### PROVIDED ENTRIES ###

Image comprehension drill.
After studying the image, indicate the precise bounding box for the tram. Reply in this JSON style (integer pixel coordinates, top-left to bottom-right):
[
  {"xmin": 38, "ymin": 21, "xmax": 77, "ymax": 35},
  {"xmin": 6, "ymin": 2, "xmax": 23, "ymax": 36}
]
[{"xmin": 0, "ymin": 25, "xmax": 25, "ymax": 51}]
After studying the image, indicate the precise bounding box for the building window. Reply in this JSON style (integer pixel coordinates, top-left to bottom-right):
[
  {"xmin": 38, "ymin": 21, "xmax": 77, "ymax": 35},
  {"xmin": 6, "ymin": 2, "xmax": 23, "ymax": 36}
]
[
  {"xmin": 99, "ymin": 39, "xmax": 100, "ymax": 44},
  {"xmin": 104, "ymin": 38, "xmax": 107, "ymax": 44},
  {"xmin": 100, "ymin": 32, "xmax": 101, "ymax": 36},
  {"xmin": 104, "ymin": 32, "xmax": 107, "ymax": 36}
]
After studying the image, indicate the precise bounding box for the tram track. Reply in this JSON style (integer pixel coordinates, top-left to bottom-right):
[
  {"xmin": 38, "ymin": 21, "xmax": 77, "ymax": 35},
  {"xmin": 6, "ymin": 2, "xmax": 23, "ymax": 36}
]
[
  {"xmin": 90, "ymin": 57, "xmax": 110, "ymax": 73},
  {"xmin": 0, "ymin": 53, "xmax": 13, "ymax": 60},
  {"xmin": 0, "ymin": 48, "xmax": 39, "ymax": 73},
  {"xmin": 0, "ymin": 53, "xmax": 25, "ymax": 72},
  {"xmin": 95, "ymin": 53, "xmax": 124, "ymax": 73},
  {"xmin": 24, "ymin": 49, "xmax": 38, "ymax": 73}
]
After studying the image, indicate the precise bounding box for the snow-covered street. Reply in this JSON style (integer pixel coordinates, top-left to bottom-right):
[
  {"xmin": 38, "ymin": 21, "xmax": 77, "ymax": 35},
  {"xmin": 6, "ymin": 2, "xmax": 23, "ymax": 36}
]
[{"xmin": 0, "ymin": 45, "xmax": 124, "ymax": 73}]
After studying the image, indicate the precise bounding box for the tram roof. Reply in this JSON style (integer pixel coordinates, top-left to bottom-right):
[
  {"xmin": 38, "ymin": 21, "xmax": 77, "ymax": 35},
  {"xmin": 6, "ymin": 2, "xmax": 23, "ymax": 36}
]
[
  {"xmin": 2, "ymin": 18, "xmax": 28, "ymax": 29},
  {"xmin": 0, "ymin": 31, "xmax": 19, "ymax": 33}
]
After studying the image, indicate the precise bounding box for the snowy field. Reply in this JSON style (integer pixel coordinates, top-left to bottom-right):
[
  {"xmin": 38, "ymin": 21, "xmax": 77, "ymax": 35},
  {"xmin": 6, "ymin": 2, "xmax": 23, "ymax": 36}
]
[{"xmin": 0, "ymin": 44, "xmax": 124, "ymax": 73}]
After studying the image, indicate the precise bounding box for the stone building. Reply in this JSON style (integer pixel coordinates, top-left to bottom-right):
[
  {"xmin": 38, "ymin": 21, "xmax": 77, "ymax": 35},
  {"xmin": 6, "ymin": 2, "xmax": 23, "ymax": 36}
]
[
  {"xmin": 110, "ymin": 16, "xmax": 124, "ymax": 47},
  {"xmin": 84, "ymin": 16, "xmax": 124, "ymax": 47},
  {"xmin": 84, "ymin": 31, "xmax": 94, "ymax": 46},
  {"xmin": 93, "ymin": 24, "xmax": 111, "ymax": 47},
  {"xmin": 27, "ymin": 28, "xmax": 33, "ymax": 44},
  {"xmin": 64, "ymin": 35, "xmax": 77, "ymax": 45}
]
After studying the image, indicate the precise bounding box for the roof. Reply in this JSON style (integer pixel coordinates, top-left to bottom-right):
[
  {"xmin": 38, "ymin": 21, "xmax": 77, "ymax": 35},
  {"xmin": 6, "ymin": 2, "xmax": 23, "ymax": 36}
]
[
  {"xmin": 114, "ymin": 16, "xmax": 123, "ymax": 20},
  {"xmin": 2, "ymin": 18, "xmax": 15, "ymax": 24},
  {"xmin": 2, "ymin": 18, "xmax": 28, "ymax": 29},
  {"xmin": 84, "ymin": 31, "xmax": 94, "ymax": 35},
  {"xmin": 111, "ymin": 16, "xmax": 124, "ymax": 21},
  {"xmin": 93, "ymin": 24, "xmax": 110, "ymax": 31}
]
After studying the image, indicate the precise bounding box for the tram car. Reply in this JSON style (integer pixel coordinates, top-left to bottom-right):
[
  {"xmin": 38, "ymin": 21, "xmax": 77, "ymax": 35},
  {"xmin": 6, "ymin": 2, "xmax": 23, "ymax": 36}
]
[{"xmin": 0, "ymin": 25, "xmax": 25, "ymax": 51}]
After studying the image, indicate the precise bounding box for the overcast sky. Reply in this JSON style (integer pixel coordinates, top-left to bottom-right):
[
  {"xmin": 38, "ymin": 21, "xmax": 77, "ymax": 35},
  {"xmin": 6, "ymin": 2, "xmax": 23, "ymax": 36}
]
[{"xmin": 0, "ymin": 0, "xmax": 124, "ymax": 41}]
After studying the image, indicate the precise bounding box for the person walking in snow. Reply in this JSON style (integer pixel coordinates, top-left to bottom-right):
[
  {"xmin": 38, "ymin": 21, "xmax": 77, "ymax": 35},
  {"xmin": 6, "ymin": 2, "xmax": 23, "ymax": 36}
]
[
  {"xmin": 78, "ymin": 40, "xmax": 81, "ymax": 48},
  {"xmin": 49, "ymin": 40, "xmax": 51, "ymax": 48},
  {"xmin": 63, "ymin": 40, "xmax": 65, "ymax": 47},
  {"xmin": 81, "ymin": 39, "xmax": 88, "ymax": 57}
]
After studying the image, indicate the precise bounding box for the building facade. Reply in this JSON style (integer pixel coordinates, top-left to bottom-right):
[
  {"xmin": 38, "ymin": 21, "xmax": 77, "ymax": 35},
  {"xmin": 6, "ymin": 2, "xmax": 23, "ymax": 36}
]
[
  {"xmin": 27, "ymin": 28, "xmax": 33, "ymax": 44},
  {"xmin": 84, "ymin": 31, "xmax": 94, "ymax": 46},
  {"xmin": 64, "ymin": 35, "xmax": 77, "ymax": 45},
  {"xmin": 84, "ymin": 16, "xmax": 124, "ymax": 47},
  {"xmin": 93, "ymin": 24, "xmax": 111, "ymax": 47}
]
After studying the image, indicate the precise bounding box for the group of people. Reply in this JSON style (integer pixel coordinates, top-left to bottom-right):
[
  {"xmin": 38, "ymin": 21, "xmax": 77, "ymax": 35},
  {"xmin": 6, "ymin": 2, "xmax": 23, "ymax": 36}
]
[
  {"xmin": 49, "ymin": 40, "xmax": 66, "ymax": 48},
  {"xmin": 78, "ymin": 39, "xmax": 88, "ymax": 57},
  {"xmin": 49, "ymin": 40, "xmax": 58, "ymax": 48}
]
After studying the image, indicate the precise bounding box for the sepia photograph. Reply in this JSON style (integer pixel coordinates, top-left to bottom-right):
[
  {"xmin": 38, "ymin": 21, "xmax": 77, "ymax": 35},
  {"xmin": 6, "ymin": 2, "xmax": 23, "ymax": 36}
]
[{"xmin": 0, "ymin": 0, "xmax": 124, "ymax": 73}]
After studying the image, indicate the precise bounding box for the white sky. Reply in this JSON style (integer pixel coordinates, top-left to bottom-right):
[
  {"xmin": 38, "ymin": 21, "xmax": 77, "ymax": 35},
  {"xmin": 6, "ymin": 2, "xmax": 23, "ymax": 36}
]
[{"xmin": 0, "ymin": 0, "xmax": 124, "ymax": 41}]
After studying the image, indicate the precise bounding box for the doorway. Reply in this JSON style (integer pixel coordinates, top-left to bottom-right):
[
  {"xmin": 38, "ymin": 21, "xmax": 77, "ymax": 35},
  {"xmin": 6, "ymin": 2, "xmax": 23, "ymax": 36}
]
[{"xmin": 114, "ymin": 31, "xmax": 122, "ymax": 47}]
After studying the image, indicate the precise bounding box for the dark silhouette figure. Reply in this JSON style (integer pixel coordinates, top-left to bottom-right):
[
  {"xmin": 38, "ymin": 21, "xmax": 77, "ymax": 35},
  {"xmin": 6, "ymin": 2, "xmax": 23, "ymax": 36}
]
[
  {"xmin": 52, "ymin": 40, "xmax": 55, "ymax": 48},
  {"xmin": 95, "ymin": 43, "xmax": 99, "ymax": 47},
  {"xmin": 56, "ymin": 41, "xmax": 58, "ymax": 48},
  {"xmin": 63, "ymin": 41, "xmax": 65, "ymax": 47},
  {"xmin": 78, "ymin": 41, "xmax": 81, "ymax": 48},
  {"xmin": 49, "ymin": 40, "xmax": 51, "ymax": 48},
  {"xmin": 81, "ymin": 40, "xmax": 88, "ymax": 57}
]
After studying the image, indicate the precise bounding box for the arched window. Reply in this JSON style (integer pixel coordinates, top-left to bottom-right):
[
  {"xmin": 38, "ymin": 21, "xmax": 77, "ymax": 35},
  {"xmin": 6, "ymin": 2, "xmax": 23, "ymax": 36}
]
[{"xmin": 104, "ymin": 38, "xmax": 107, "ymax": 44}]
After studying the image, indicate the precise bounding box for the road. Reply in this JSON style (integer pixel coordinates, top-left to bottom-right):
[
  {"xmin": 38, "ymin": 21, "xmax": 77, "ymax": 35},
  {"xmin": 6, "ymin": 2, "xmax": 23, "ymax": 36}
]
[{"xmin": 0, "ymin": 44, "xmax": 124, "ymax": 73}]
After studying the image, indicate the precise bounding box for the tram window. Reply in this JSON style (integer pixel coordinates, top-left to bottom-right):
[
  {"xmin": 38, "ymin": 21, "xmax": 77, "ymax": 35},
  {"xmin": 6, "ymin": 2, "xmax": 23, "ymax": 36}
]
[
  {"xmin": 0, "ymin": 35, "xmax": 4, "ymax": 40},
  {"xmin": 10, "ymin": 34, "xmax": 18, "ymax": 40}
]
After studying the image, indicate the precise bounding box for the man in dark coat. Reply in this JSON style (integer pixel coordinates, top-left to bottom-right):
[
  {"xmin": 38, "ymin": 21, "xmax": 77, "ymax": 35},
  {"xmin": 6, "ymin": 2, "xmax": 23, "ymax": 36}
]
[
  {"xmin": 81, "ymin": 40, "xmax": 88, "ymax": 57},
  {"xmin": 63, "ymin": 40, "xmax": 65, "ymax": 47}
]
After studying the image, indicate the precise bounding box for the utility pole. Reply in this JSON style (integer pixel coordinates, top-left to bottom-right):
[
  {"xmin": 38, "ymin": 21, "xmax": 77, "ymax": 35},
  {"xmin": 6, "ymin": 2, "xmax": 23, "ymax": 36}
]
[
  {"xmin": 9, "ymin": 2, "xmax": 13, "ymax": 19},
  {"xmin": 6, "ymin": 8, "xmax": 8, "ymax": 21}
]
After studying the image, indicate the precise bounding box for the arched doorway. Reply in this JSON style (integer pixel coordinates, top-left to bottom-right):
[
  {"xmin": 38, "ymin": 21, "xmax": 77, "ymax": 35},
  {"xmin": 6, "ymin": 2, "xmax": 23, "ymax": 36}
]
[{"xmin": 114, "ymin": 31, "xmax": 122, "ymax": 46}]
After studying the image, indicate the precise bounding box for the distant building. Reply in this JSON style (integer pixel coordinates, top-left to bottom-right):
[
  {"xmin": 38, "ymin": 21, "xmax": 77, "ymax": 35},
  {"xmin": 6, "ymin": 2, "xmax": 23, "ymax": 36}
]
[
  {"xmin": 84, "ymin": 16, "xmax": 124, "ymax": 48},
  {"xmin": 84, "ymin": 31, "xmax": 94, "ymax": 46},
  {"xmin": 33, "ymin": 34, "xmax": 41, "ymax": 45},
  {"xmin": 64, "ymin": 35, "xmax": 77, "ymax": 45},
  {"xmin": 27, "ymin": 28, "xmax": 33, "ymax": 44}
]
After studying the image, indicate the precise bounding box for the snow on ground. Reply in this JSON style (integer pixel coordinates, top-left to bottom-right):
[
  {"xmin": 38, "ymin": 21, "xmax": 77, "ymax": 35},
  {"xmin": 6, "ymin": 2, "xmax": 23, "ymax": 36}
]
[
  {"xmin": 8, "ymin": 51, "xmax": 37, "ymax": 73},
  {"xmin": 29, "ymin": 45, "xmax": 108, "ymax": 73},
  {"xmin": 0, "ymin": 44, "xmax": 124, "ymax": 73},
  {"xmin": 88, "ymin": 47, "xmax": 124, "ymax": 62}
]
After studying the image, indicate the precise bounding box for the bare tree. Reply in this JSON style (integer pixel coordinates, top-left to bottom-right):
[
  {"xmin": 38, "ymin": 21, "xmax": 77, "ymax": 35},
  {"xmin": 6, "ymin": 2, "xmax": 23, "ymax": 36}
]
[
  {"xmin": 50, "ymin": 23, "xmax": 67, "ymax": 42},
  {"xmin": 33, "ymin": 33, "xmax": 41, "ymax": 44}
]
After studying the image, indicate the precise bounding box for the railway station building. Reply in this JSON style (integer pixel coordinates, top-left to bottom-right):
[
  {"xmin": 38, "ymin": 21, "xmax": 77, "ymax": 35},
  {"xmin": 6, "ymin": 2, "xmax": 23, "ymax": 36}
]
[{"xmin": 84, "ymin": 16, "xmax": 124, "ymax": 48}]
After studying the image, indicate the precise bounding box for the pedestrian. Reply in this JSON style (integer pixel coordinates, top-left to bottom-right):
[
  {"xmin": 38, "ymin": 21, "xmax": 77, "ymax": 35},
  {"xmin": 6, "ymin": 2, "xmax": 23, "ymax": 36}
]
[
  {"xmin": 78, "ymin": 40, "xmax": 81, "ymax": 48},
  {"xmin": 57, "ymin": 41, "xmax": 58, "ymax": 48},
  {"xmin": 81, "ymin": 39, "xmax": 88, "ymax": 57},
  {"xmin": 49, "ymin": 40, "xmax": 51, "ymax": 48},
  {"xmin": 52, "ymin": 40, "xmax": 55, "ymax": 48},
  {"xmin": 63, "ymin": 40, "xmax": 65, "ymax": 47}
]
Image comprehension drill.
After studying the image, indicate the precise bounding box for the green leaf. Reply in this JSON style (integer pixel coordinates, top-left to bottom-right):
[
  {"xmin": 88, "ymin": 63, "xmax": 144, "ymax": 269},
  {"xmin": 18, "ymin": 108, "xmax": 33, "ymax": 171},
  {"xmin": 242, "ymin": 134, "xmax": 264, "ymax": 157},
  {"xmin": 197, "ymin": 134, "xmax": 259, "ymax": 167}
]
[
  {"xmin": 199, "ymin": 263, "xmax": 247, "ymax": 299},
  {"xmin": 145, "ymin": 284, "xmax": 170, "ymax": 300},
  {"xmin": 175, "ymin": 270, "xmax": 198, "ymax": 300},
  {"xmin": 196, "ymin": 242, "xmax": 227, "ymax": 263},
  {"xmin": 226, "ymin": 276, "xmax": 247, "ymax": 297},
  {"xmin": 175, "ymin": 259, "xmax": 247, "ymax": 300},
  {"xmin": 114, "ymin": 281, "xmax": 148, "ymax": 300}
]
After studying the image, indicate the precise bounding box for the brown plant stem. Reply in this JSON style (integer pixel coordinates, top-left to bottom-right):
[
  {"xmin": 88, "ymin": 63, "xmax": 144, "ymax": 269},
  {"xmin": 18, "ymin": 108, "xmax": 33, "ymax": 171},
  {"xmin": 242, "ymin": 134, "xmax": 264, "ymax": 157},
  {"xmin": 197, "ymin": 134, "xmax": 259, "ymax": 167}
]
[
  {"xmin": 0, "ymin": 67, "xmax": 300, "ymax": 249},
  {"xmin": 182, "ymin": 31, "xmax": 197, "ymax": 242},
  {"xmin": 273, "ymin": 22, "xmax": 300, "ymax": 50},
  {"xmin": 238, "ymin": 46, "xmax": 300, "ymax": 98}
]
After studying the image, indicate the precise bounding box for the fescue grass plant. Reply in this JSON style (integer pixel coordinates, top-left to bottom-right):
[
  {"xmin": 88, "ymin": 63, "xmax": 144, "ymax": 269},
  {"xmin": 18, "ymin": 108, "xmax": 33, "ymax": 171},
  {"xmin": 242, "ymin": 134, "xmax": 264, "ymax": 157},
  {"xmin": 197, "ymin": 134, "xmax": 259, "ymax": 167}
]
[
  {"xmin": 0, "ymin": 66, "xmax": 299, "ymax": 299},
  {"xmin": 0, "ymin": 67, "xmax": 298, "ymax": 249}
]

###

PROBLEM DESCRIPTION. Copy out each line of the entries where the word "tram" is found.

ANSWER.
After studying the image, indicate the precise bounding box for the tram. Reply in this JSON style (integer pixel coordinates, top-left to bottom-right):
After studying the image, indicate the precise bounding box for the tram track. Reply in this JSON style (integer pixel coordinates, top-left to bottom-right):
After studying the image, indicate the precise bounding box for the tram roof. Reply in this JSON style (integer pixel coordinates, top-left to bottom-right):
After studying the image, indicate the precise bounding box for the tram car. Reply in this JSON style (integer pixel coordinates, top-left to bottom-right):
After studying the image, indicate the precise bounding box for the tram window. Reply in this JSON style (integer pixel coordinates, top-left to bottom-right):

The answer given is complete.